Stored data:
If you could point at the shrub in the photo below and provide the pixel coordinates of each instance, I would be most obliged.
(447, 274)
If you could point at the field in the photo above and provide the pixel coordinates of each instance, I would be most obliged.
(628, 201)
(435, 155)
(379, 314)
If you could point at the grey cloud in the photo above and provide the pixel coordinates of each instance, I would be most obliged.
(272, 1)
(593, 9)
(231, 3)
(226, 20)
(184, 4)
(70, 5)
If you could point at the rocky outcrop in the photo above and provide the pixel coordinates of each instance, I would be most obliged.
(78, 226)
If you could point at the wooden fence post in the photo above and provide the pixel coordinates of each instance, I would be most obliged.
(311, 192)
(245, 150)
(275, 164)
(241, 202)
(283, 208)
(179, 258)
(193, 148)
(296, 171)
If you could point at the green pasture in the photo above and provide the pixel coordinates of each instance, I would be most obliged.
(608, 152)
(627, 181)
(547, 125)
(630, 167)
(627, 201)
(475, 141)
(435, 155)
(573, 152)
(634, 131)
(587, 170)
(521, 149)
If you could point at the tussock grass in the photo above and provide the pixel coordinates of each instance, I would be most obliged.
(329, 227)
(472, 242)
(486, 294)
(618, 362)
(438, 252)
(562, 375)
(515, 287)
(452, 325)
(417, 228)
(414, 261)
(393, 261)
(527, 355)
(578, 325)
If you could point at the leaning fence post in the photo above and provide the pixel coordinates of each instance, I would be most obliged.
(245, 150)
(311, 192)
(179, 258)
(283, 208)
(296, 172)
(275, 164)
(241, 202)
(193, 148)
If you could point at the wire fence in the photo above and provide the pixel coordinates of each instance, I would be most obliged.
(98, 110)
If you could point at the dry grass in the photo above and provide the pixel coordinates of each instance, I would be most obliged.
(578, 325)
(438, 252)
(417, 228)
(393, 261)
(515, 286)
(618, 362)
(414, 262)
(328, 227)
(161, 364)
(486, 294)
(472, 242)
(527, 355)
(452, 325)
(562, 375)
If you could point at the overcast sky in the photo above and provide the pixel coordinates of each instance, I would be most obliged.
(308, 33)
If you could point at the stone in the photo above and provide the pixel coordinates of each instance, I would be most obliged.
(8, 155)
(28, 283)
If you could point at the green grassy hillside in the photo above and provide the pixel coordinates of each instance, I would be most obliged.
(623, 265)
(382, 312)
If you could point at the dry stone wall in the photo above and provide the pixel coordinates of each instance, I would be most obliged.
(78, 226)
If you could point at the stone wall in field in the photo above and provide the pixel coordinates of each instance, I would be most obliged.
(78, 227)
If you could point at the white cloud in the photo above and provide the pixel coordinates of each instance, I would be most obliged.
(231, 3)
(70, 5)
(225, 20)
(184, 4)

> Task instructions:
Print the records again, exactly as they stand above.

> Problem solution:
If you could point at the shrub in the photo below and provide the pixel coordinates of each instance, I would be most obliged.
(447, 274)
If you could point at the field in the photo above and provide the pixel coordinates of each instance, I would be most obliged.
(628, 201)
(435, 155)
(379, 314)
If you could point at the grey cloud in the photo above and provide the pixel coordinates of each instance, I would be most obliged.
(272, 1)
(593, 9)
(231, 3)
(226, 20)
(184, 4)
(70, 5)
If you could point at the rocky outcrop in the photo above and provide the pixel coordinates of each instance, I would be most obliged.
(78, 226)
If you could point at the wooden fence post in the photo above and provide the pixel coordinates of each instance, I would be most obliged.
(311, 192)
(245, 150)
(275, 164)
(241, 202)
(283, 208)
(179, 258)
(193, 148)
(296, 171)
If you could point at the green pasture in the photo above and provide the pixel coordinates of each instance, I would be most obliged.
(608, 152)
(627, 181)
(547, 125)
(630, 167)
(627, 201)
(475, 141)
(435, 155)
(573, 152)
(634, 131)
(587, 170)
(521, 149)
If you could point at the tussock grass in the photo above and provide the pixel coordinates of each instance, I would be most obliged.
(329, 227)
(472, 242)
(486, 294)
(618, 362)
(438, 252)
(562, 375)
(515, 287)
(452, 325)
(417, 228)
(414, 261)
(393, 261)
(527, 355)
(578, 325)
If you could point at the leaning fence post in the photo above and provide the pixel coordinates of each instance, I would be most obliged.
(245, 150)
(311, 192)
(179, 258)
(283, 208)
(296, 172)
(275, 164)
(241, 202)
(193, 148)
If you could point at the wire fence in the photo above and provide the pixel coordinates of each instance, I would be most obliged.
(98, 110)
If you could point at the dry grass in the photo above and provide the pixel coordinates of each instance, I would be most obliged.
(578, 325)
(438, 252)
(417, 228)
(393, 261)
(515, 286)
(618, 362)
(414, 262)
(328, 227)
(161, 364)
(486, 294)
(472, 242)
(527, 355)
(452, 325)
(562, 375)
If you could point at the overcast sky in the photo above and provide the pixel coordinates of each instance, I would be most obliged.
(308, 33)
If you could point at the stone in the photo above and provide the pixel coordinates of each instance, I would be most obliged.
(8, 155)
(28, 283)
If you could point at the green grassy hillside in the photo above and provide the pixel coordinates of each instance, I would be most obliged.
(623, 265)
(382, 312)
If you could point at the dry stone wall in the photo above and provide the pixel coordinates of each instance, I would be most obliged.
(78, 226)
If you could point at the stone wall in field in the photo above and provide the pixel coordinates of each instance, I would be most obliged.
(78, 227)
If you could point at the white cloud in the photo above and provide the pixel coordinates of each instance, I would be most obliged.
(231, 3)
(70, 5)
(225, 20)
(184, 4)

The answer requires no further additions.